== DOCUMENT EXCERPT ==
--

On the shelf at my local chain drugstore, nestled between the desensitizing ejaculation-delaying product Mandelay and a pleasure-enhancing female condom, sits a DNA paternity test — “for the alleged father, mother and child.” For $19.99. Heartwarming stuff, just in time for Father’s Day.
The creams and gels meant to enhance or tame arousal, facilitate or prevent conception, don’t bother me. If someone is willing to drive to a drugstore far from home, where he or she isn’t a familiar face to the clerks, and buy one of these products, more power to him or her. It’s good these items are easily available. Some people might even be willing to buy them from the friendly gals who regularly sell them toilet paper and milk.

--

== ENTRIES SUPPLIED ==
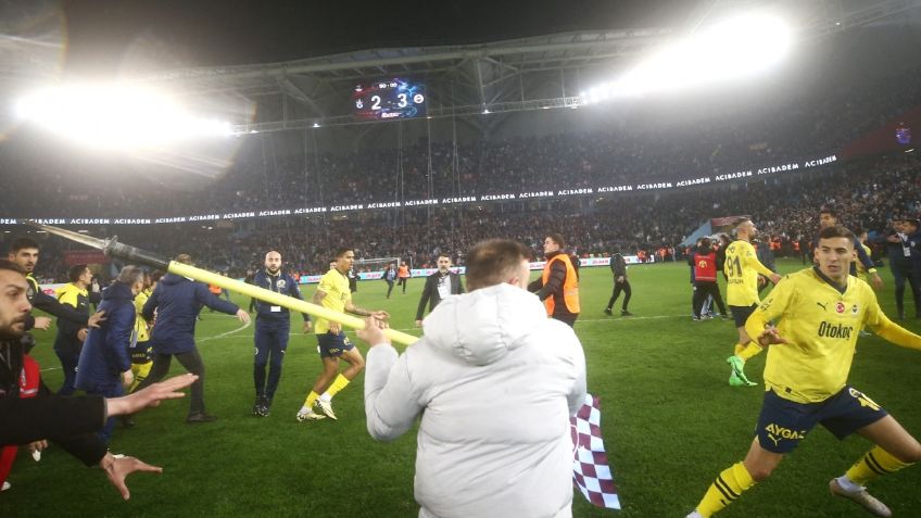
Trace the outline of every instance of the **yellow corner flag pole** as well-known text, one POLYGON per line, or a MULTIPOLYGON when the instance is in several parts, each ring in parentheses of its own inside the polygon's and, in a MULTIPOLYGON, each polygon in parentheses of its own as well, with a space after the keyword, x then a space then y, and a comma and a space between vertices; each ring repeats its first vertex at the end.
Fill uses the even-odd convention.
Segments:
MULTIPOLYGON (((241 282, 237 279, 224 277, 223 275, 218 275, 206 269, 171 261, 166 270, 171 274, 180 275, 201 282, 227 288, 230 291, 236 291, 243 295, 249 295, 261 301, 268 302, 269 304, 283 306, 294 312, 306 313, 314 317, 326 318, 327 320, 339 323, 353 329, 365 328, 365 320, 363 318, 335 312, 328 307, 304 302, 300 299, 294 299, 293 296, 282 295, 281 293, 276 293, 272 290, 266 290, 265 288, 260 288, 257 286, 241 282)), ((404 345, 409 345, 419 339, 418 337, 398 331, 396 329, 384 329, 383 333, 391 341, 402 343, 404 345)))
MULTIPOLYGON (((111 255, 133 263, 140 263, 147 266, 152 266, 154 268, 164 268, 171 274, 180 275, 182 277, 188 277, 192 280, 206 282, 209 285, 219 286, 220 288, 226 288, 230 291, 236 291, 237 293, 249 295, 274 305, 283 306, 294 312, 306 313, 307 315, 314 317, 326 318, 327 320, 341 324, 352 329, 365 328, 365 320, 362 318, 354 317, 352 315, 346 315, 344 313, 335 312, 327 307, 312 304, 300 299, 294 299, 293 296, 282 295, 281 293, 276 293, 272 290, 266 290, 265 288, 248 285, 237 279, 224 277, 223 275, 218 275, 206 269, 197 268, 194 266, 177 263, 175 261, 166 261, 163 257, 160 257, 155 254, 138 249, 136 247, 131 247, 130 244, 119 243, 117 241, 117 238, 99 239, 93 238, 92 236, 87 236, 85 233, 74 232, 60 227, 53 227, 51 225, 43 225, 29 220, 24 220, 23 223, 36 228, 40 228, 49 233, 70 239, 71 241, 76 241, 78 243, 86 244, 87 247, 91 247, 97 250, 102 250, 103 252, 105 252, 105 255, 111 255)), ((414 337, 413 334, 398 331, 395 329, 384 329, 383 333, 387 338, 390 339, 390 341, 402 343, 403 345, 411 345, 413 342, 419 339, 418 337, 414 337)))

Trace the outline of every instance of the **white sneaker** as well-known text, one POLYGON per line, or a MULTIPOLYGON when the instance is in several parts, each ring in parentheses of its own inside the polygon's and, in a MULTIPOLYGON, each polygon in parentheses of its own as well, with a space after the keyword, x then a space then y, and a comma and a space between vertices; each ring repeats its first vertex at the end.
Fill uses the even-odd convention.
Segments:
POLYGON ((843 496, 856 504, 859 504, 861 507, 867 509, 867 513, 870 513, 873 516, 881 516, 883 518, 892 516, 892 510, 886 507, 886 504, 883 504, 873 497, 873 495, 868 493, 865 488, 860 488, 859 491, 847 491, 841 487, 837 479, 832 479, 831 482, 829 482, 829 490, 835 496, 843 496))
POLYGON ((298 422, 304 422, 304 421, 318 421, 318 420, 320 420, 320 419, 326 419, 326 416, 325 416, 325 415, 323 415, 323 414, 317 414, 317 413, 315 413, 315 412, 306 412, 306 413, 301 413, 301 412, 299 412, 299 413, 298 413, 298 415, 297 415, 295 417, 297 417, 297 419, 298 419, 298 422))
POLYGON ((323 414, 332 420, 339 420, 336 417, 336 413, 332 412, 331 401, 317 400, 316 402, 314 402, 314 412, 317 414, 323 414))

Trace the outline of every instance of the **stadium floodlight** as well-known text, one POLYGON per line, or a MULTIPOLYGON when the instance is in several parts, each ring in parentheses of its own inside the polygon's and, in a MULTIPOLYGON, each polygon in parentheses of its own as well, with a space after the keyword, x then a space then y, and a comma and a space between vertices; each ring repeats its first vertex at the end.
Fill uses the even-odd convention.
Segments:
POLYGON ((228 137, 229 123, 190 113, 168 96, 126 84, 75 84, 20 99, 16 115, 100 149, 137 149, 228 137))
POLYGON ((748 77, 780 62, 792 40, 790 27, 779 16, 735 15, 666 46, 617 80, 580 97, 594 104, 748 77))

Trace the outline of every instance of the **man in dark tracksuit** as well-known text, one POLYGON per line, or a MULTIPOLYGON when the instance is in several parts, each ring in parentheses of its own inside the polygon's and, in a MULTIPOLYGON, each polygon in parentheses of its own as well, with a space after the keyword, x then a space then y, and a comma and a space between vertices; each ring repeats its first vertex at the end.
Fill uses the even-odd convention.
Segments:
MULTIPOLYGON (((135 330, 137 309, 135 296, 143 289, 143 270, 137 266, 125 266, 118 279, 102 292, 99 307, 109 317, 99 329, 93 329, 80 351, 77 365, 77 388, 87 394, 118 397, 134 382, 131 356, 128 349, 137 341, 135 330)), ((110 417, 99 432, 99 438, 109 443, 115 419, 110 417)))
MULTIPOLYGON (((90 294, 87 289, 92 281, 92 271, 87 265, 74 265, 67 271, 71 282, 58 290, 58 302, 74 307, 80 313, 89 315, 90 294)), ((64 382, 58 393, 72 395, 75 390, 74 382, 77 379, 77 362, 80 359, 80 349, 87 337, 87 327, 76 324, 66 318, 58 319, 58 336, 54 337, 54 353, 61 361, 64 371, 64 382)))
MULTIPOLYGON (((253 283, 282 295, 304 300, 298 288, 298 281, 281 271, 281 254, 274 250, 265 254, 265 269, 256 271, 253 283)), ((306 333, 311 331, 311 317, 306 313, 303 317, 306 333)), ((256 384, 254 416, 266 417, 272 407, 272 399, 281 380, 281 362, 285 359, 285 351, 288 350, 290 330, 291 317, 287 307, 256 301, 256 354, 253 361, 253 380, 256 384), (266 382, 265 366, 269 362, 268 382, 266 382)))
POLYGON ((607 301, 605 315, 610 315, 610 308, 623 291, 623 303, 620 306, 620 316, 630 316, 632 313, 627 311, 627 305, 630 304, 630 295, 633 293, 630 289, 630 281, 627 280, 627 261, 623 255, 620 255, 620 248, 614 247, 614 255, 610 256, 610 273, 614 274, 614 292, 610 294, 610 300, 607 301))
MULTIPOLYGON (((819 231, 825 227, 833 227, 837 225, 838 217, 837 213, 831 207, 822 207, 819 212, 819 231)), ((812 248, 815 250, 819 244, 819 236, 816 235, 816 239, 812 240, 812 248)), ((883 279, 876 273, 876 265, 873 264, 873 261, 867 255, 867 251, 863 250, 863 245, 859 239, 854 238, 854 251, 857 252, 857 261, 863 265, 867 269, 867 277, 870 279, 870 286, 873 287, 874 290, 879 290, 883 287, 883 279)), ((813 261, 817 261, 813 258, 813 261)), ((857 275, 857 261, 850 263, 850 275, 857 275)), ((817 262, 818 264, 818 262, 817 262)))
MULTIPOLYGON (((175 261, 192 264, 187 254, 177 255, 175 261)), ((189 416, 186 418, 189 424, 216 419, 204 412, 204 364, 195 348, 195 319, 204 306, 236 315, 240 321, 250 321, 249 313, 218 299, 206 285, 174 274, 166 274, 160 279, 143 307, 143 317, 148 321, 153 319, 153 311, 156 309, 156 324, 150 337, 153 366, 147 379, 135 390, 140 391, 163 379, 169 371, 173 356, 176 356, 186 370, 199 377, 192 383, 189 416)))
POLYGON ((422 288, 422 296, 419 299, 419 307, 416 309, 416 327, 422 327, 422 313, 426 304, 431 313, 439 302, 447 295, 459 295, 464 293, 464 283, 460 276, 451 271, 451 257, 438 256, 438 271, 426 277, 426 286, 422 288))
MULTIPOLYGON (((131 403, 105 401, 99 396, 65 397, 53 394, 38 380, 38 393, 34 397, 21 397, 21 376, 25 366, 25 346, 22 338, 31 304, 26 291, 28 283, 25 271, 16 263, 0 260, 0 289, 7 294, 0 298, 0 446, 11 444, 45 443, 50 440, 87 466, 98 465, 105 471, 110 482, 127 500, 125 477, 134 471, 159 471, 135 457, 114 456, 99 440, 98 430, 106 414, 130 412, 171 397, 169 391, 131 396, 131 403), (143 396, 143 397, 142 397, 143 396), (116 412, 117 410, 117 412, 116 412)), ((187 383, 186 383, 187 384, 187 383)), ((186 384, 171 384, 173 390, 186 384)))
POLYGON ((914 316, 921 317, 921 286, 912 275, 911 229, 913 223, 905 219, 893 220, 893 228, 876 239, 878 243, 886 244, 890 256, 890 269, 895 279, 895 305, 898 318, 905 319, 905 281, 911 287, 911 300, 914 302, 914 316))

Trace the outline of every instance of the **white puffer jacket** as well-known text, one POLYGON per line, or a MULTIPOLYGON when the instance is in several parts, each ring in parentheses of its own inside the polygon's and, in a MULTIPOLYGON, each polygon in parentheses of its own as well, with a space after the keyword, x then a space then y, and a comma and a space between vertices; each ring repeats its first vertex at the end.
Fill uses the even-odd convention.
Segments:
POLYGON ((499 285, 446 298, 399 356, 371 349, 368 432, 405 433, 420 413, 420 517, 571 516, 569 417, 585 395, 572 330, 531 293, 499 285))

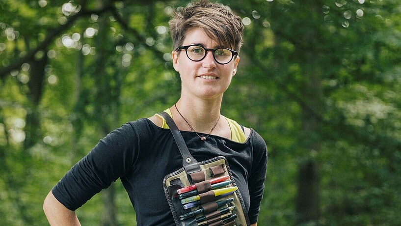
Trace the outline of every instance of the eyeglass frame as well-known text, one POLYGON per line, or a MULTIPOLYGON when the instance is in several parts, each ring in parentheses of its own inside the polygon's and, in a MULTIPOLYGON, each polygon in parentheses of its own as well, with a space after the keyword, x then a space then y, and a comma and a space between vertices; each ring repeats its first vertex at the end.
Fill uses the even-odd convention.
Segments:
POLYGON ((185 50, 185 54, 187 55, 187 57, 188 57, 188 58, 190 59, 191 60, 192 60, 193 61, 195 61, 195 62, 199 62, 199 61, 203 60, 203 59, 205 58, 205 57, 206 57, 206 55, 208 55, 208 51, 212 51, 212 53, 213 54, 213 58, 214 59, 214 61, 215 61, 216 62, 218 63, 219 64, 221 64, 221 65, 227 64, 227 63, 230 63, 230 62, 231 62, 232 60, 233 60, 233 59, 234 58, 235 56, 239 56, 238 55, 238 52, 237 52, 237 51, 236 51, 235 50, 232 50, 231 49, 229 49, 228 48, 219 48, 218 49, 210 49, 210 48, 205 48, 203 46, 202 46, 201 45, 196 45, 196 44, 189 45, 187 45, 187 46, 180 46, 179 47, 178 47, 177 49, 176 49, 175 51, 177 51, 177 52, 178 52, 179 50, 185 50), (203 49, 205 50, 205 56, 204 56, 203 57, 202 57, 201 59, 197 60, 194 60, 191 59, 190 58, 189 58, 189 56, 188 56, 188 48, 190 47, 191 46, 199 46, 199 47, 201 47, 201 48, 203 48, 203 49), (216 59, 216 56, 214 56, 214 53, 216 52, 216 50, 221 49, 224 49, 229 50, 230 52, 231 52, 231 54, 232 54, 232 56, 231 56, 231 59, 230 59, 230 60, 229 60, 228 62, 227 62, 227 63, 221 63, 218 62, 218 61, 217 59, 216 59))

--

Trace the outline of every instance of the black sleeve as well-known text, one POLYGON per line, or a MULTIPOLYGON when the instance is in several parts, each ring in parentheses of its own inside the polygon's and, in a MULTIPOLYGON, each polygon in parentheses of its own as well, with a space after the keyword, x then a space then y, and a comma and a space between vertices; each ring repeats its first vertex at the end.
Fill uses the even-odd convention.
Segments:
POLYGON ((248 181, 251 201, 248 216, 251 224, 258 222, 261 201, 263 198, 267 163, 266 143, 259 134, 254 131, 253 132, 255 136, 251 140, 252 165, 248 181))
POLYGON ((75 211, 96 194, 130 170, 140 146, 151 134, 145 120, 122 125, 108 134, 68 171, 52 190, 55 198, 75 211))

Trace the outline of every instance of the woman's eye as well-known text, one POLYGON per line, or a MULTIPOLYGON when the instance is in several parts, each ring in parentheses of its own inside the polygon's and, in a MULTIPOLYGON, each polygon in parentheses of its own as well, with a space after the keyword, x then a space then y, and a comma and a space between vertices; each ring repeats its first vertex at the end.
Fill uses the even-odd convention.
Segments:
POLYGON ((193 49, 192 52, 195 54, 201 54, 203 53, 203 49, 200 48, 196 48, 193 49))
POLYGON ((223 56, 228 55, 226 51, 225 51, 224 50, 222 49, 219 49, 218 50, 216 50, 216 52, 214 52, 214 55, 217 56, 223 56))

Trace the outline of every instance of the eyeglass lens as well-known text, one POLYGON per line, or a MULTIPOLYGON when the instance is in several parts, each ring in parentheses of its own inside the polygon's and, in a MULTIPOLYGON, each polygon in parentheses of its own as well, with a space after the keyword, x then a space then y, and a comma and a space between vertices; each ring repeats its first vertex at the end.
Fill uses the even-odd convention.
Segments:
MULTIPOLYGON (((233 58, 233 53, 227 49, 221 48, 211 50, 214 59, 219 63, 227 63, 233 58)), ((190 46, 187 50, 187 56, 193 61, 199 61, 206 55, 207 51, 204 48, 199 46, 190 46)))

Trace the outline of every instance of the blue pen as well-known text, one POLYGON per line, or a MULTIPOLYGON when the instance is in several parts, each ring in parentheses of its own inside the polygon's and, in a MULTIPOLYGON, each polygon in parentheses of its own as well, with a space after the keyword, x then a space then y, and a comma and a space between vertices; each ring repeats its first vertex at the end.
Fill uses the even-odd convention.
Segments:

--

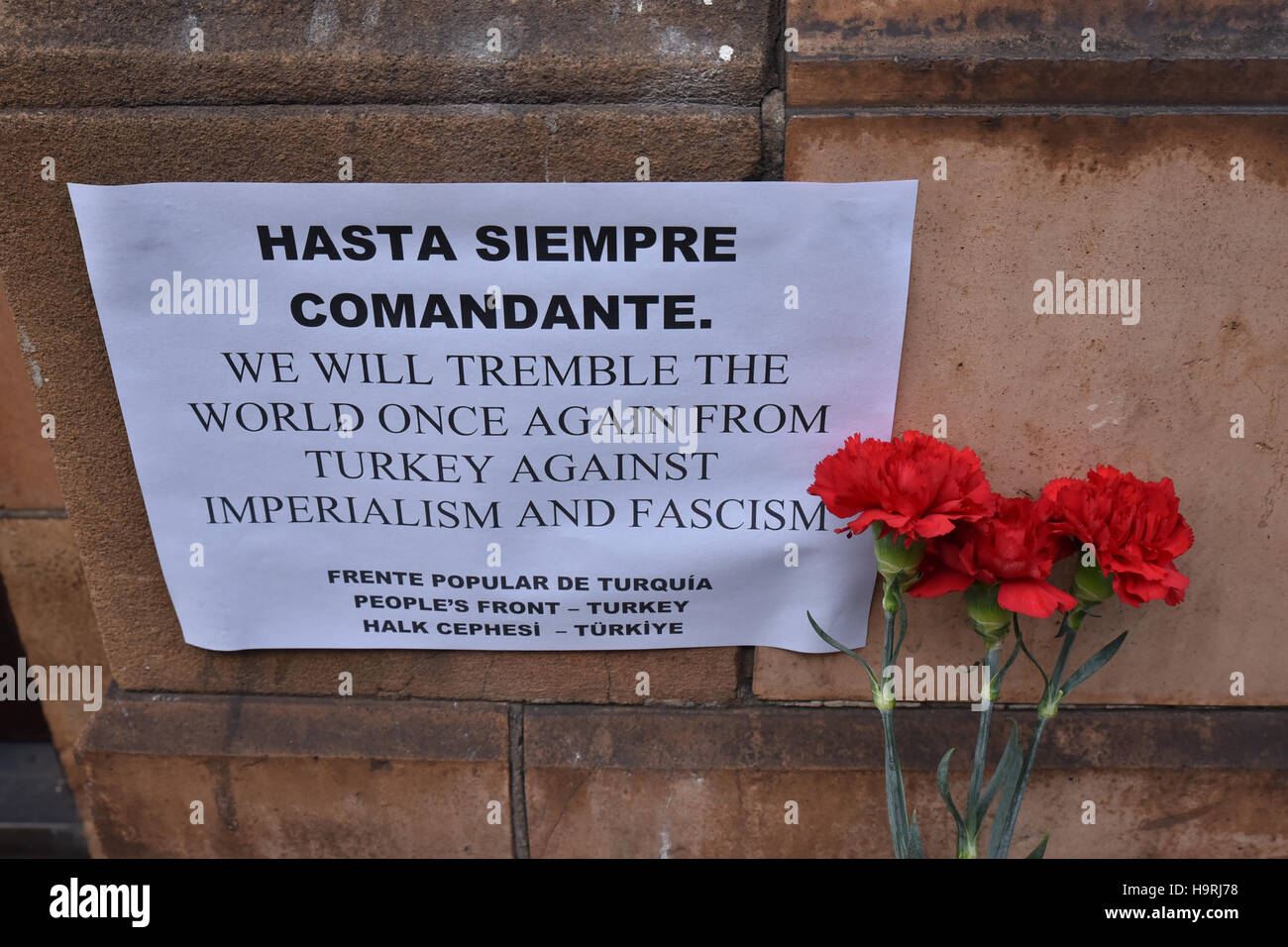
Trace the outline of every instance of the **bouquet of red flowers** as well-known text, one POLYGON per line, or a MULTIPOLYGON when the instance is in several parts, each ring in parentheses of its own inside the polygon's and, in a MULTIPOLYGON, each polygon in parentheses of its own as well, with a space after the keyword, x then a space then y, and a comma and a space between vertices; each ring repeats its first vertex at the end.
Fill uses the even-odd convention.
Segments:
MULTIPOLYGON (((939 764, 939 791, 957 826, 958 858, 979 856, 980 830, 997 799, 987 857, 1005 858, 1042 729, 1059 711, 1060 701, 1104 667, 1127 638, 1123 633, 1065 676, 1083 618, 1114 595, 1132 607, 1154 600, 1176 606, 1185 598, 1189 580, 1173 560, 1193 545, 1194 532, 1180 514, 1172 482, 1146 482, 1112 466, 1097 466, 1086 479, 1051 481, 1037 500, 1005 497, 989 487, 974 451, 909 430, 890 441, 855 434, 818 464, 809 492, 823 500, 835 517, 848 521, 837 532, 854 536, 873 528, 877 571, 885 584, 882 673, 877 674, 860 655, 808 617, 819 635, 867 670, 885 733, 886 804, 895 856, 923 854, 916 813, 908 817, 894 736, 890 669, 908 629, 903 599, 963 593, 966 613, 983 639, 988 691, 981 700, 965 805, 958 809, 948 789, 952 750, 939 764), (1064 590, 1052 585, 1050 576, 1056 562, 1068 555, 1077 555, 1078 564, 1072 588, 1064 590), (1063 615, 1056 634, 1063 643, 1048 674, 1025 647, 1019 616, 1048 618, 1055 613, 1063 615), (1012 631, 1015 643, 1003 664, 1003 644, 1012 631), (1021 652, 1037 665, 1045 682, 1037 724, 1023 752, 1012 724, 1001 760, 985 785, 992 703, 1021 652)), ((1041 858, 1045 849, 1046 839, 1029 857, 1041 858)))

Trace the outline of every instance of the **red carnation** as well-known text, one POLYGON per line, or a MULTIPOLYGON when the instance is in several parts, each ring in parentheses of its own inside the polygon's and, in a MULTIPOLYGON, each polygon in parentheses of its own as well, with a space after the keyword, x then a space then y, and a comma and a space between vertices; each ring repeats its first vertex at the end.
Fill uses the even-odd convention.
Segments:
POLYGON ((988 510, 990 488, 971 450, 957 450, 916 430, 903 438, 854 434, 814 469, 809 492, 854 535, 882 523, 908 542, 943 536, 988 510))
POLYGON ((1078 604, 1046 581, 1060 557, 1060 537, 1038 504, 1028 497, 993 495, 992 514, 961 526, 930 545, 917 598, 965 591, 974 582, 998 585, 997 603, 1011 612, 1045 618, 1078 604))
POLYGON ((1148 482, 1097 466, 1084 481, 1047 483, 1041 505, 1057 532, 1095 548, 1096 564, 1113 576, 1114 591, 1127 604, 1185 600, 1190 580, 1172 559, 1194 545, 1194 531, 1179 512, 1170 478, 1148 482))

--

== EXPLORE THE MATERIAL ==
1) Rewrite the drugstore shelf essay from "On the shelf" to "paper and milk.", putting "pharmacy" in place of "drugstore".
2) In the drugstore shelf essay, what does the DNA paternity test cost?
3) Continue the essay about the paternity test on the drugstore shelf from the point where it stops.
None of the entries have any bearing on what is asked here.

== ANSWERS FOR THIS EXERCISE ==
1)
On the shelf at my local chain pharmacy, nestled between the desensitizing ejaculation-delaying product Mandelay and a pleasure-enhancing female condom, sits a DNA paternity test — “for the alleged father, mother and child.” For $19.99. Heartwarming stuff, just in time for Father’s Day.
The creams and gels meant to enhance or tame arousal, facilitate or prevent conception, don’t bother me. If someone is willing to drive to a pharmacy far from home, where he or she isn’t a familiar face to the clerks, and buy one of these products, more power to him or her. It’s good these items are easily available. Some people might even be willing to buy them from the friendly gals who regularly sell them toilet paper and milk.

2) $19.99

3)
That DNA test, though, is another story. When ya gotta know, ya gotta know, I suppose. And I guess it’s good that Joe Q Public can take his saliva into his own hands and find out if he’s a father or merely alleged, without having to subject himself to a clinic or hospital and red tape. It’s a sad commentary on the American family and culture, however, when the paternity of so many “alleged” children is in doubt that mainstream retailers carry products to determine it.
The box bears an abstract, sweepy drawing of a woman happily lifting a baby into the air.
I don’t want to think about the conversations surrounding the purchase, the sample-taking, the waiting for results. The mistrust. The eagerness, fears, anxiety. Regardless of the outcome, does any of it spell happy, wanted, nurtured baby? Stable environment? Maybe?